Exercise description:
Count every line in the entries that follow where the word "glass" appears, then state only the total.

▼▼▼

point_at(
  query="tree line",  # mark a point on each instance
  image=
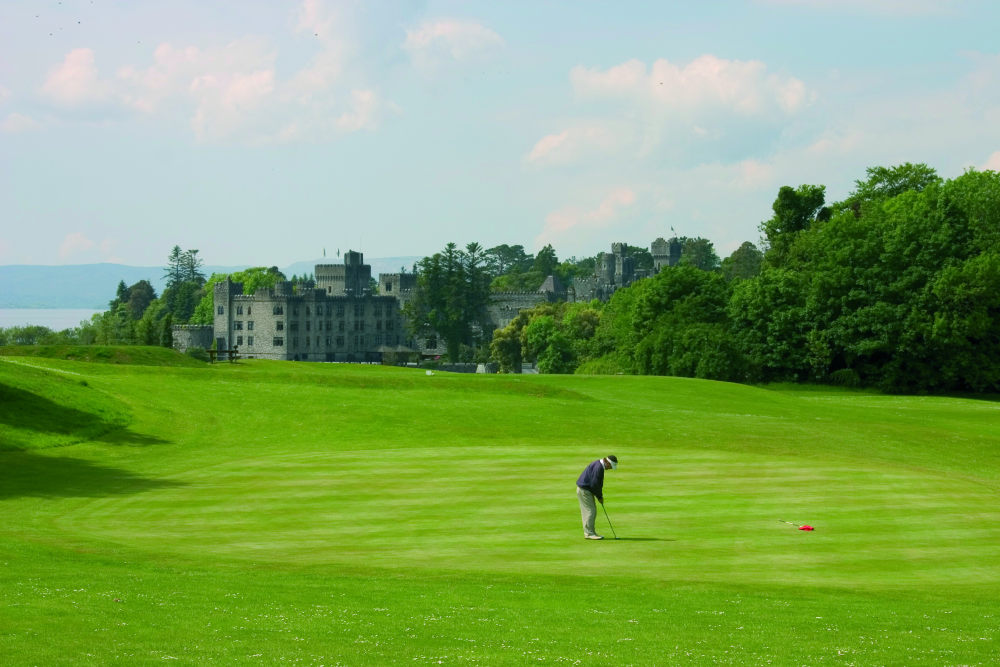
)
(895, 287)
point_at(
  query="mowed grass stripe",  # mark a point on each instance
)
(459, 508)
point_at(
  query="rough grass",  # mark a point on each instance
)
(266, 512)
(109, 354)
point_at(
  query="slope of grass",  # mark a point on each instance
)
(108, 354)
(40, 408)
(264, 512)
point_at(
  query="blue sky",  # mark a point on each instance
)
(263, 132)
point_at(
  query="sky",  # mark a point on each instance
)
(269, 132)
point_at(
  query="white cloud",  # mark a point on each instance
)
(575, 222)
(236, 92)
(15, 123)
(77, 247)
(707, 83)
(992, 163)
(708, 109)
(572, 144)
(74, 245)
(892, 7)
(75, 81)
(362, 114)
(434, 43)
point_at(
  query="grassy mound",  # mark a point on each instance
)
(364, 515)
(42, 408)
(107, 354)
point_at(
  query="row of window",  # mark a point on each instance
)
(359, 310)
(359, 341)
(359, 325)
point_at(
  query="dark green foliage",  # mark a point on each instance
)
(744, 263)
(451, 297)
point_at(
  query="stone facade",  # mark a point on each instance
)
(318, 324)
(187, 336)
(341, 319)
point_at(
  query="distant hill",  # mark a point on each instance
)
(94, 285)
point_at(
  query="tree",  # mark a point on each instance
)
(174, 273)
(140, 296)
(794, 212)
(191, 268)
(545, 261)
(253, 279)
(451, 297)
(744, 263)
(505, 258)
(699, 253)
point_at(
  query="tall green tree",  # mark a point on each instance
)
(795, 210)
(451, 297)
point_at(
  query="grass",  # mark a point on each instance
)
(267, 512)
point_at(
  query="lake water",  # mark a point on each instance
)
(56, 319)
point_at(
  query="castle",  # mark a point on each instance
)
(341, 319)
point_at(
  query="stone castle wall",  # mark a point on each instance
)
(187, 336)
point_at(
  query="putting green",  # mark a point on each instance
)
(275, 490)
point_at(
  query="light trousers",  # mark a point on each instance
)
(588, 510)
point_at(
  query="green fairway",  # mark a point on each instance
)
(272, 512)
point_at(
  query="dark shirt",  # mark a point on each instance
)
(592, 479)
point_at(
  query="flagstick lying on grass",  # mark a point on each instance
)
(803, 527)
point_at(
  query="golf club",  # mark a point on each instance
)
(609, 521)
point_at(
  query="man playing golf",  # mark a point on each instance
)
(590, 486)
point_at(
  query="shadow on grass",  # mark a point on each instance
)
(27, 410)
(23, 474)
(642, 539)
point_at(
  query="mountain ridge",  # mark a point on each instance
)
(94, 285)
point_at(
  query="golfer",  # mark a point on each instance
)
(590, 486)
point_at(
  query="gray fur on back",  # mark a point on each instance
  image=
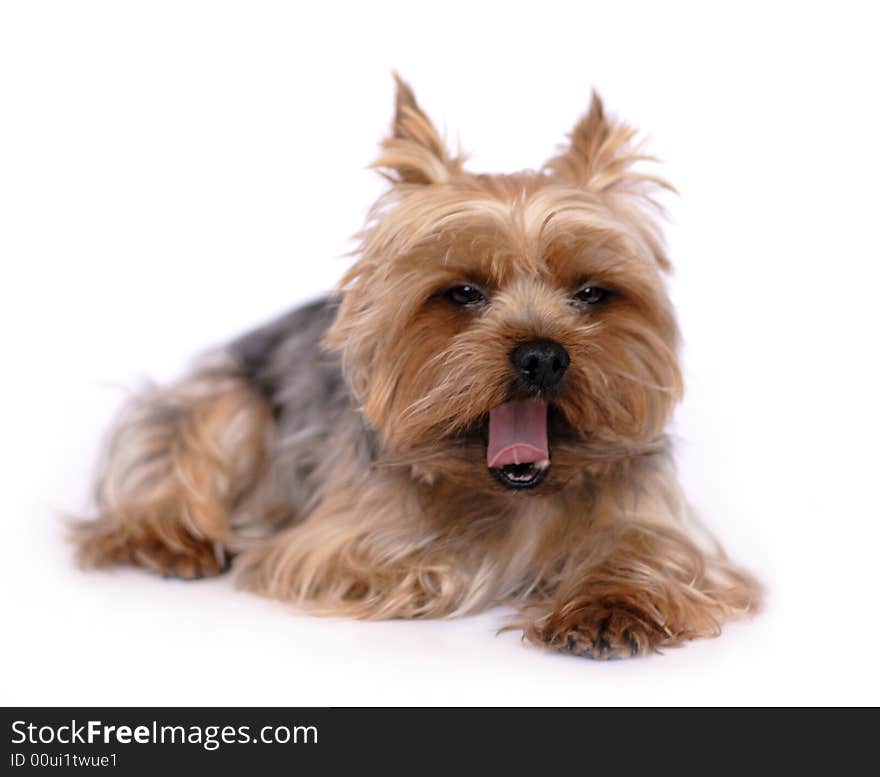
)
(316, 419)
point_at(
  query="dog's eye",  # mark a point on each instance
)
(465, 295)
(591, 295)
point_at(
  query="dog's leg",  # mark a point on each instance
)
(177, 464)
(368, 552)
(640, 582)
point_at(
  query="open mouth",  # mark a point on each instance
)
(518, 452)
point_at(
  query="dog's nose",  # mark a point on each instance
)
(541, 364)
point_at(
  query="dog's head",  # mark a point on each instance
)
(505, 331)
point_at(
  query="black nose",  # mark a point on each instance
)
(541, 364)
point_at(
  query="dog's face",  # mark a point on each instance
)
(508, 332)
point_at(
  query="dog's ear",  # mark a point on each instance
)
(414, 152)
(601, 155)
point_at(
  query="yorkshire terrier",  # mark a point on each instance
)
(476, 417)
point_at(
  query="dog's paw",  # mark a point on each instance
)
(198, 560)
(602, 630)
(188, 559)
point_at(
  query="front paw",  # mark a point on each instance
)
(602, 630)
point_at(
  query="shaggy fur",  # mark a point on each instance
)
(339, 454)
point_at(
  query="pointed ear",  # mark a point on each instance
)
(601, 155)
(414, 153)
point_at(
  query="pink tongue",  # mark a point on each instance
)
(517, 433)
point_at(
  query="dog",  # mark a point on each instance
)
(475, 417)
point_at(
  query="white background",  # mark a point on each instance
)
(174, 172)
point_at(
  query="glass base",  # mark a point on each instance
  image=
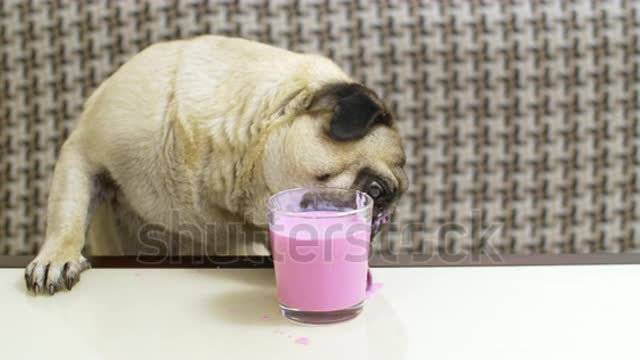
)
(321, 317)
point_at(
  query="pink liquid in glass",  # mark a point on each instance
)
(321, 263)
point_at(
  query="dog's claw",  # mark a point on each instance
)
(51, 276)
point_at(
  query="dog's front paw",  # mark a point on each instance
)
(49, 274)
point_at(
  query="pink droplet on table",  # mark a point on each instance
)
(375, 287)
(303, 341)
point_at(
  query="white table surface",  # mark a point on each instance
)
(550, 312)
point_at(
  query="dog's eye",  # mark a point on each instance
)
(375, 190)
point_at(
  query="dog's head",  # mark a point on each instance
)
(346, 138)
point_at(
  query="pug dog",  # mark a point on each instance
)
(208, 129)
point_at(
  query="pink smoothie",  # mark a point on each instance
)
(320, 263)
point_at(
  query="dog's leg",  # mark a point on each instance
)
(73, 189)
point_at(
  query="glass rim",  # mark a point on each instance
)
(335, 214)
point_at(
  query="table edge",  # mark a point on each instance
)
(378, 260)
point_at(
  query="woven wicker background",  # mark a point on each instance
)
(521, 115)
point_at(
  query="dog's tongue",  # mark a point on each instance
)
(378, 221)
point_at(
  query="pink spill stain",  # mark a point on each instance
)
(375, 287)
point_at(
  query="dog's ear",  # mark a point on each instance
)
(356, 110)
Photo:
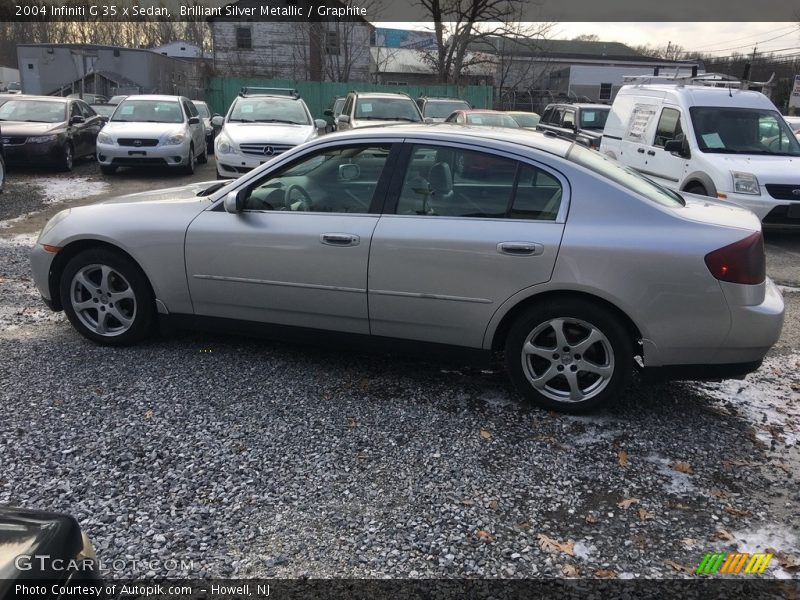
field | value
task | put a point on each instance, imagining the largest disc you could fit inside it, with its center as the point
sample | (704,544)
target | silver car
(578,269)
(151,130)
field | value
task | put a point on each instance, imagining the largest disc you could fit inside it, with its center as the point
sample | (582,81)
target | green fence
(317,94)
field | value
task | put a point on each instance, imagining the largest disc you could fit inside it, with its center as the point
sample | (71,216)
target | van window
(669,127)
(624,176)
(742,131)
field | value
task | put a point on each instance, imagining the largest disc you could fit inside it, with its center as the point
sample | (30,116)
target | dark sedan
(38,547)
(41,130)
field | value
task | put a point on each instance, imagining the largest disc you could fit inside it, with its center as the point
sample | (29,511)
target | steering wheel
(305,201)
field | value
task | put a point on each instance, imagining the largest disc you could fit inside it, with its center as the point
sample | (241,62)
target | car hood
(268,133)
(18,128)
(29,532)
(142,130)
(184,193)
(768,169)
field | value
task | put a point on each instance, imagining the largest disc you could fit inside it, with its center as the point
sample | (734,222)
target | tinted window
(452,182)
(340,180)
(668,128)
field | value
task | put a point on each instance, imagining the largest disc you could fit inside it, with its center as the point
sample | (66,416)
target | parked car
(261,123)
(526,120)
(162,131)
(39,547)
(436,109)
(210,130)
(729,144)
(104,110)
(368,109)
(332,113)
(583,123)
(578,268)
(44,130)
(483,117)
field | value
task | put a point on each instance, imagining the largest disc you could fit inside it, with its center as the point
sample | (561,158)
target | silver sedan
(578,269)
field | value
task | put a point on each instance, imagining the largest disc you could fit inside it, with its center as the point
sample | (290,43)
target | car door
(297,253)
(454,245)
(664,167)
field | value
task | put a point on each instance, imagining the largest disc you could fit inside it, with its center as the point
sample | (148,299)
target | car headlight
(175,139)
(224,145)
(745,183)
(41,139)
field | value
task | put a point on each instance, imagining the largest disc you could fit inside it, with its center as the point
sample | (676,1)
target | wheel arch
(71,250)
(503,328)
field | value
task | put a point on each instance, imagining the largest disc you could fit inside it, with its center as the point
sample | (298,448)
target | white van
(725,143)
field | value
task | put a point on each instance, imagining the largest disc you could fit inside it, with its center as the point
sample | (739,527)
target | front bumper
(131,156)
(29,153)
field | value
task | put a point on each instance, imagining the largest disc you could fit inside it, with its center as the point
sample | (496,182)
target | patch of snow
(768,398)
(677,482)
(57,189)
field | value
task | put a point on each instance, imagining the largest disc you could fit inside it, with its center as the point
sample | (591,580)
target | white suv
(261,124)
(730,144)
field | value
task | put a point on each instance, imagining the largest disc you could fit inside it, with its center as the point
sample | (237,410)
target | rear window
(628,178)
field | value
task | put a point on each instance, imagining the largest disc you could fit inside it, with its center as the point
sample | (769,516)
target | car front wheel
(569,355)
(107,298)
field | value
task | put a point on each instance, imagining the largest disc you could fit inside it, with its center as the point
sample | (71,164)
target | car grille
(138,142)
(784,192)
(264,149)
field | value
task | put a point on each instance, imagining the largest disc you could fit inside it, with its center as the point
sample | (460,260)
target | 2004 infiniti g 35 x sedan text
(570,263)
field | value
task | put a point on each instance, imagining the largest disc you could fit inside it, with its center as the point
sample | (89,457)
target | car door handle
(339,239)
(520,248)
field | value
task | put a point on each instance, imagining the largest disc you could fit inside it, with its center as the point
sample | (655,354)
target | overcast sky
(712,38)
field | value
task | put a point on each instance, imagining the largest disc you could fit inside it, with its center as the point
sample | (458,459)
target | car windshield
(269,110)
(526,120)
(148,111)
(742,131)
(492,119)
(594,118)
(202,108)
(387,109)
(437,109)
(34,111)
(611,169)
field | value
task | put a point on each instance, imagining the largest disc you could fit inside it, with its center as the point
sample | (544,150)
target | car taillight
(741,262)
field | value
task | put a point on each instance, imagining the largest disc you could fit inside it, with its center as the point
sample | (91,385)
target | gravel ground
(252,458)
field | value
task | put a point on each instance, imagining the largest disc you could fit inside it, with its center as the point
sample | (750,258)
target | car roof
(452,132)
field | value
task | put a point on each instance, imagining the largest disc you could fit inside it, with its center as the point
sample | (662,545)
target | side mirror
(349,172)
(234,201)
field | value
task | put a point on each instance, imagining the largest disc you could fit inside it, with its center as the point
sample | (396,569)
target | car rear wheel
(67,158)
(569,355)
(107,298)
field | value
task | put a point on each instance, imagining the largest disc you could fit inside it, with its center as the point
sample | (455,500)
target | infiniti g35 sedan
(577,268)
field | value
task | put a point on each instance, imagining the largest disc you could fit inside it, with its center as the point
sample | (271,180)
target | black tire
(553,369)
(124,284)
(68,158)
(696,188)
(188,169)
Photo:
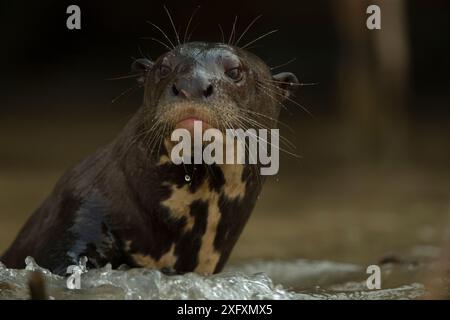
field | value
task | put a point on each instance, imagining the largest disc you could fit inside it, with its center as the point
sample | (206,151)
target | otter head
(223,86)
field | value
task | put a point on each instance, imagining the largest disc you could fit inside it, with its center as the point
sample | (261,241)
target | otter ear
(141,66)
(287,81)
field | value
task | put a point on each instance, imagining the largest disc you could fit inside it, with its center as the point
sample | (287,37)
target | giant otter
(128,203)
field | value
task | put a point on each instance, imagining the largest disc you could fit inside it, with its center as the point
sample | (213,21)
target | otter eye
(164,71)
(234,74)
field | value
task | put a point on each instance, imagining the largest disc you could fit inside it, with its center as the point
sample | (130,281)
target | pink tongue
(188,124)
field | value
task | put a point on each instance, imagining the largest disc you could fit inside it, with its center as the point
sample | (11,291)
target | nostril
(175,90)
(208,91)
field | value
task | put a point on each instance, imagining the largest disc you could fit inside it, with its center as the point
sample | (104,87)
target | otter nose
(192,88)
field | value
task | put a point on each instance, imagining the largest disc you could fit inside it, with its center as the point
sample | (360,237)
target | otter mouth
(186,115)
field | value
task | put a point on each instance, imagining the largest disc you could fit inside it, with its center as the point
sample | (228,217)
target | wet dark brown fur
(129,204)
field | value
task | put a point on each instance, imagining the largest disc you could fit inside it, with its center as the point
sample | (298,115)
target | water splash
(297,279)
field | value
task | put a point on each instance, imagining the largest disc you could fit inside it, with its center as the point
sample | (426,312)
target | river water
(295,279)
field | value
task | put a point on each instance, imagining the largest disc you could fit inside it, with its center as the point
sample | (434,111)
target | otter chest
(203,216)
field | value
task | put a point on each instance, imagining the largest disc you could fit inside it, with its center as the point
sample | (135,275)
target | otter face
(221,85)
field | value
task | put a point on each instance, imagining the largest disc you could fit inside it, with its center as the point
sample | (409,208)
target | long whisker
(274,91)
(283,64)
(158,41)
(269,94)
(129,90)
(222,33)
(259,38)
(302,84)
(233,31)
(189,23)
(124,77)
(173,25)
(163,33)
(246,29)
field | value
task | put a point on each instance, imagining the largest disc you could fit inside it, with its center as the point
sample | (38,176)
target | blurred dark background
(374,171)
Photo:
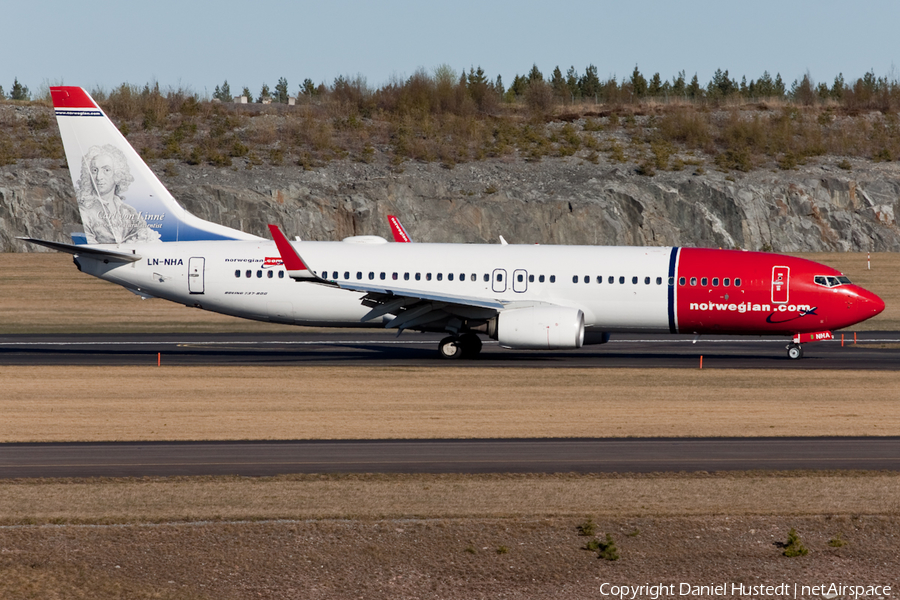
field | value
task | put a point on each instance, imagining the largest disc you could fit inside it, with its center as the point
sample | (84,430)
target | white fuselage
(246,279)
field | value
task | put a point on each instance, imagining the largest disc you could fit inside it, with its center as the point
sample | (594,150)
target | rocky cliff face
(557,201)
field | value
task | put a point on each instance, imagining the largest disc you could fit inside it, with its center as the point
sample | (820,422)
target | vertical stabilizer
(119,197)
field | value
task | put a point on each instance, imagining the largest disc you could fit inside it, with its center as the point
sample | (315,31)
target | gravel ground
(439,558)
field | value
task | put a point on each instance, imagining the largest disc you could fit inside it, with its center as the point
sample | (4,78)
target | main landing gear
(795,352)
(467,345)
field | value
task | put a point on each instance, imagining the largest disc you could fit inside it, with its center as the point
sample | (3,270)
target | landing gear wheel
(795,352)
(471,345)
(450,348)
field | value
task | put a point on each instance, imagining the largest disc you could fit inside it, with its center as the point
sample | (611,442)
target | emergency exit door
(780,282)
(196,266)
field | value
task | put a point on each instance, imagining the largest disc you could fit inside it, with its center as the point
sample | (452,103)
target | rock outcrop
(556,201)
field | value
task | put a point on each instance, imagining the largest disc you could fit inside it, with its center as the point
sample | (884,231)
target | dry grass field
(210,403)
(45,293)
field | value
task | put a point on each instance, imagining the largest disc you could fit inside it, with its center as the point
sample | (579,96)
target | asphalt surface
(140,459)
(874,350)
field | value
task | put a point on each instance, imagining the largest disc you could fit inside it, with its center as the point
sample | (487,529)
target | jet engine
(541,328)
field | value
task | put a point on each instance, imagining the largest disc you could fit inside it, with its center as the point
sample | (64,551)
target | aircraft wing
(411,308)
(85,250)
(398,231)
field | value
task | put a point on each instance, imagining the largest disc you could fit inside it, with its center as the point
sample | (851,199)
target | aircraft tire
(795,352)
(471,345)
(450,348)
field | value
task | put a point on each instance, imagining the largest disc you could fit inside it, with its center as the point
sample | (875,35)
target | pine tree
(572,82)
(778,88)
(264,94)
(19,91)
(694,92)
(589,84)
(281,93)
(308,88)
(558,83)
(837,89)
(654,88)
(678,84)
(223,93)
(638,83)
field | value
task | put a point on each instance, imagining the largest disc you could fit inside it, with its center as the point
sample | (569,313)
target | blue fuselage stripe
(673,260)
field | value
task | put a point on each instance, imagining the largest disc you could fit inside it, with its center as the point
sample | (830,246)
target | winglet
(397,230)
(293,264)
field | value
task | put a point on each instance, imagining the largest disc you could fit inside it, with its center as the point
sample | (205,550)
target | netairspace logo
(730,590)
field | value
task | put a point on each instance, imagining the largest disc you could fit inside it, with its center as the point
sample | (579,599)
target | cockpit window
(831,281)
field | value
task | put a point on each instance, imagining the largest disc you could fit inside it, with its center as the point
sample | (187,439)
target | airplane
(525,296)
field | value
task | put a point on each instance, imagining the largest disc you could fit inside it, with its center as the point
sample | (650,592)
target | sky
(197,44)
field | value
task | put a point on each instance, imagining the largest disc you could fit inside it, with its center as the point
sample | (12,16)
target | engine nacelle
(541,328)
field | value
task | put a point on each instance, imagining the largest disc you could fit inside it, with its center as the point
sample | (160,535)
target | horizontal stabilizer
(81,250)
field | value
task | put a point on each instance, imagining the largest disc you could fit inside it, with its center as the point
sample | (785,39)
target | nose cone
(868,304)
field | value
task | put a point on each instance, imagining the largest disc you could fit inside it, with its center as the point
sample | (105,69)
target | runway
(264,458)
(874,350)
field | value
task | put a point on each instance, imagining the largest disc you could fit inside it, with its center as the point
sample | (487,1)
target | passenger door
(520,280)
(196,268)
(498,281)
(780,282)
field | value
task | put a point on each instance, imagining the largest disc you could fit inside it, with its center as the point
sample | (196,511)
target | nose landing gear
(795,351)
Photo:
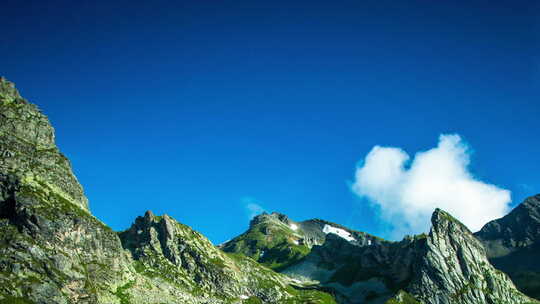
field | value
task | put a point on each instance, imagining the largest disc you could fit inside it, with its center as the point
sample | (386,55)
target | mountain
(513,245)
(279,242)
(53,250)
(449,265)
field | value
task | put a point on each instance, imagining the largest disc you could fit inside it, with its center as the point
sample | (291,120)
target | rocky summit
(53,250)
(513,245)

▲▲▲

Written answer:
3